(Contour labeling entries)
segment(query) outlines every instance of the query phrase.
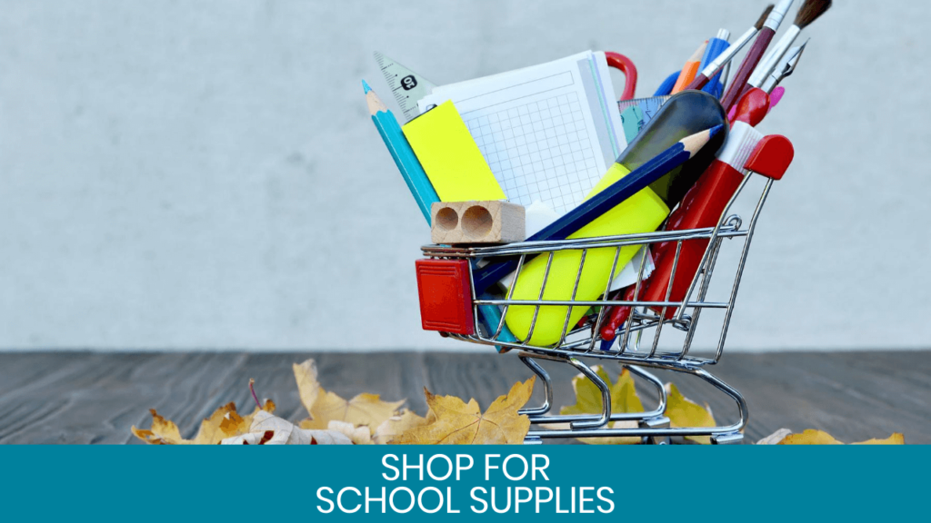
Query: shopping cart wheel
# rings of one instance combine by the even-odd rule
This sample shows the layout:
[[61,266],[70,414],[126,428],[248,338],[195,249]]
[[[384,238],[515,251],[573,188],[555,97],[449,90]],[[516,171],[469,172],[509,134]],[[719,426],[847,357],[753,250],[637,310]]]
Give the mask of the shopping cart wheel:
[[737,443],[743,443],[744,435],[739,432],[735,432],[731,434],[716,434],[711,436],[712,445],[734,445]]
[[[649,418],[640,422],[641,428],[667,429],[669,428],[669,419],[666,416],[656,416]],[[668,445],[670,443],[668,436],[643,436],[644,445]]]

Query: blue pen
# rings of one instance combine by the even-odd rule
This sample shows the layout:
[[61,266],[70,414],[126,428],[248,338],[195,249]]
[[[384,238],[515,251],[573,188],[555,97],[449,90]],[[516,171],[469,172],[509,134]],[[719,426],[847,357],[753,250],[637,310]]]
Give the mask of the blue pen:
[[[731,33],[726,29],[721,29],[718,31],[718,35],[711,38],[708,42],[708,47],[705,49],[705,55],[701,59],[701,70],[704,70],[711,60],[721,56],[721,53],[724,52],[731,44],[727,41],[731,37]],[[721,80],[722,72],[711,77],[708,83],[702,88],[703,91],[708,93],[714,98],[721,98],[724,91],[724,84]]]
[[653,93],[653,96],[667,96],[672,92],[672,87],[676,87],[676,81],[679,80],[679,74],[681,71],[676,71],[672,74],[669,74],[663,83],[659,85],[659,88],[656,92]]
[[417,200],[417,206],[424,213],[424,218],[426,219],[427,223],[430,223],[430,207],[434,202],[439,201],[439,196],[434,191],[433,184],[430,183],[430,179],[426,177],[424,168],[421,167],[417,156],[413,154],[411,144],[404,138],[404,133],[401,132],[401,127],[395,119],[394,114],[388,111],[388,108],[365,80],[362,80],[362,88],[365,89],[365,100],[369,103],[371,121],[375,123],[375,127],[382,135],[385,145],[391,153],[395,164],[398,165],[398,170],[401,171],[401,176],[404,177],[408,189],[411,190],[413,198]]

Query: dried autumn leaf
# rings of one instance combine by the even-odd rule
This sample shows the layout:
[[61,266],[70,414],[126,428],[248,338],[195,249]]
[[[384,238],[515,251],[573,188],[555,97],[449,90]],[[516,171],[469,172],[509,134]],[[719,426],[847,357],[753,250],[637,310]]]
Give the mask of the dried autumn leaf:
[[149,411],[152,412],[152,427],[149,430],[137,429],[135,426],[129,429],[142,441],[153,445],[216,445],[226,437],[249,432],[252,418],[258,412],[274,412],[275,403],[266,400],[262,409],[256,407],[251,414],[245,417],[236,412],[236,403],[227,403],[200,422],[200,429],[194,439],[183,439],[174,422],[159,416],[155,409]]
[[265,412],[255,414],[248,434],[221,441],[223,445],[352,445],[345,435],[331,430],[304,430]]
[[317,366],[313,359],[294,365],[298,393],[310,419],[301,422],[301,428],[326,429],[330,422],[346,422],[354,427],[367,426],[370,435],[375,427],[395,415],[404,404],[400,401],[382,401],[377,394],[360,394],[345,400],[327,392],[317,382]]
[[425,418],[422,418],[415,412],[405,409],[397,416],[392,416],[378,425],[374,435],[372,435],[372,439],[378,445],[386,445],[392,443],[405,432],[415,427],[424,426],[434,420],[436,420],[436,415],[432,410],[427,412]]
[[776,445],[790,434],[792,434],[791,429],[779,429],[760,441],[757,441],[757,445]]
[[308,359],[304,363],[295,363],[293,369],[301,403],[307,412],[310,412],[311,408],[317,403],[320,389],[320,383],[317,381],[317,364],[313,359]]
[[843,445],[843,443],[824,431],[808,429],[802,434],[790,434],[776,445]]
[[[591,368],[592,370],[611,389],[611,412],[613,414],[622,412],[642,412],[643,404],[640,396],[637,396],[637,388],[630,371],[625,369],[621,375],[617,377],[617,382],[611,382],[611,378],[607,371],[600,365]],[[600,414],[604,408],[601,402],[601,391],[592,382],[591,380],[583,374],[578,374],[573,378],[573,390],[575,391],[575,405],[560,409],[560,414]],[[568,423],[553,423],[553,428],[568,428]],[[608,426],[614,429],[637,428],[638,422],[635,420],[623,420],[611,422]],[[617,436],[617,437],[579,437],[576,438],[582,443],[589,445],[636,445],[641,442],[638,436]]]
[[424,389],[426,404],[435,419],[428,424],[405,431],[396,443],[416,445],[520,444],[530,430],[530,418],[518,414],[533,393],[531,378],[518,382],[506,396],[498,396],[481,412],[479,403],[466,404],[452,396],[435,396]]
[[[764,439],[768,441],[776,439],[776,436],[784,430],[782,429]],[[789,434],[773,445],[843,445],[843,442],[835,439],[834,436],[824,431],[808,429],[802,434]],[[851,445],[905,445],[905,436],[897,432],[885,439],[873,438],[859,443],[851,443]]]
[[885,439],[876,439],[874,437],[859,443],[852,443],[851,445],[905,445],[905,435],[895,432]]
[[345,422],[337,422],[333,420],[330,422],[327,425],[327,430],[332,432],[338,432],[353,442],[354,445],[374,445],[375,442],[371,440],[371,431],[369,427],[356,427],[352,423],[347,423]]
[[[705,407],[686,398],[679,392],[673,383],[666,384],[667,403],[666,417],[669,419],[670,427],[713,427],[717,426],[711,408]],[[711,437],[708,436],[687,436],[685,439],[710,445]]]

» WHAT IS REQUIRED
Make an exact copy of the data, leaving its pictures out.

» TASK SOLUTION
segment(query) outlines every instance of the query phrase.
Query: shopping cart wheel
# rings of one instance combine by the even-odd rule
This sample shows the layout:
[[61,266],[70,414],[126,428],[248,338],[195,249]]
[[[384,238],[515,251],[573,188],[555,97],[449,90]],[[516,171],[469,172],[509,134]],[[719,426],[847,357],[753,250],[637,310]]]
Give the mask of the shopping cart wheel:
[[737,443],[743,443],[744,435],[739,432],[735,432],[731,434],[716,434],[711,436],[712,445],[734,445]]
[[[649,418],[640,422],[641,428],[667,429],[669,428],[669,419],[666,416],[656,416]],[[668,445],[670,443],[668,436],[643,436],[644,445]]]

Query: blue pen
# rings of one instance combine by the even-odd rule
This sample shows the layout:
[[61,266],[70,414],[126,428],[248,338],[195,249]]
[[[384,238],[515,251],[573,188],[555,97],[449,90]],[[516,171],[469,172],[509,134]],[[719,426],[847,357],[753,250],[637,310]]]
Give the mask of the blue pen:
[[[731,33],[726,29],[721,29],[718,31],[718,35],[711,38],[708,42],[708,47],[705,49],[705,55],[701,59],[701,70],[704,70],[711,60],[721,56],[721,53],[724,52],[731,44],[727,41],[731,37]],[[721,80],[722,72],[711,77],[708,83],[702,88],[703,91],[708,93],[714,98],[721,98],[724,91],[724,84]]]
[[653,93],[653,96],[667,96],[672,92],[672,87],[676,87],[676,81],[679,80],[679,74],[681,71],[676,71],[672,74],[669,74],[663,83],[659,85],[659,88],[656,92]]
[[417,200],[417,206],[424,213],[424,218],[426,219],[427,223],[430,223],[430,207],[434,202],[439,201],[439,196],[434,191],[433,184],[430,183],[430,179],[426,177],[424,168],[421,167],[417,156],[413,154],[411,144],[404,138],[404,133],[401,132],[401,127],[395,119],[394,114],[388,111],[388,108],[365,80],[362,80],[362,88],[365,89],[365,100],[369,103],[371,121],[375,123],[375,127],[382,135],[385,145],[391,153],[395,164],[398,165],[398,170],[401,171],[401,176],[404,177],[408,189],[411,190],[413,198]]

Query: dried autumn leaf
# rings of one instance combine by the even-odd rule
This sample shows the layout:
[[61,266],[70,414],[126,428],[248,338],[195,249]]
[[[384,238],[515,251],[573,188],[555,97],[449,90]],[[516,171],[469,172],[509,134]],[[719,426],[847,357],[753,250],[637,310]]]
Give the mask of the dried autumn leaf:
[[149,411],[152,412],[152,427],[149,430],[137,429],[135,426],[129,429],[142,441],[153,445],[216,445],[226,437],[249,432],[252,418],[258,412],[274,412],[275,403],[266,400],[262,409],[256,407],[251,414],[245,417],[236,412],[236,403],[227,403],[200,422],[200,429],[194,439],[183,439],[174,422],[159,416],[155,409]]
[[265,412],[255,414],[248,434],[221,441],[223,445],[352,445],[345,435],[331,430],[304,430]]
[[317,366],[313,359],[294,365],[298,393],[310,419],[301,422],[301,428],[326,429],[330,422],[346,422],[354,427],[367,426],[370,435],[375,427],[395,415],[404,404],[400,401],[382,401],[377,394],[360,394],[345,400],[327,392],[317,382]]
[[425,418],[422,418],[415,412],[405,409],[397,416],[392,416],[378,425],[374,435],[372,435],[372,439],[378,445],[386,445],[392,443],[405,432],[415,427],[424,426],[434,420],[436,420],[436,415],[432,410],[427,412]]
[[776,445],[790,434],[792,434],[791,429],[779,429],[760,441],[757,441],[757,445]]
[[308,359],[304,363],[295,363],[293,369],[301,403],[307,412],[310,412],[311,408],[317,403],[320,389],[320,383],[317,381],[317,364],[313,359]]
[[843,445],[843,443],[824,431],[808,429],[802,434],[790,434],[776,445]]
[[[591,368],[592,370],[611,389],[611,412],[613,414],[622,412],[642,412],[643,404],[640,396],[637,396],[637,388],[630,371],[625,369],[621,375],[617,377],[617,382],[611,382],[611,378],[607,371],[600,365]],[[600,414],[604,408],[601,402],[601,391],[592,382],[591,380],[583,374],[578,374],[573,378],[573,390],[575,391],[575,405],[560,409],[560,414]],[[568,423],[553,423],[553,428],[568,428]],[[608,426],[614,429],[637,428],[638,422],[635,420],[623,420],[611,422]],[[617,436],[617,437],[579,437],[576,438],[582,443],[589,445],[636,445],[641,442],[638,436]]]
[[424,389],[426,404],[435,419],[428,424],[405,431],[396,443],[416,445],[520,444],[530,430],[530,418],[518,414],[533,393],[531,378],[518,382],[506,396],[498,396],[481,412],[479,403],[466,404],[452,396],[435,396]]
[[[764,439],[768,441],[776,439],[776,436],[784,430],[782,429]],[[789,434],[773,445],[843,445],[843,442],[835,439],[834,436],[824,431],[808,429],[802,434]],[[851,445],[905,445],[905,436],[897,432],[885,439],[873,438],[859,443],[851,443]]]
[[885,439],[876,439],[874,437],[859,443],[852,443],[851,445],[905,445],[905,435],[895,432]]
[[345,422],[337,422],[333,420],[330,422],[327,425],[327,430],[332,432],[338,432],[353,442],[354,445],[374,445],[375,442],[371,440],[371,431],[369,427],[356,427],[352,423],[347,423]]
[[[705,407],[686,398],[679,392],[673,383],[666,384],[667,403],[666,417],[669,419],[670,427],[713,427],[717,426],[711,408]],[[711,437],[708,436],[687,436],[685,439],[710,445]]]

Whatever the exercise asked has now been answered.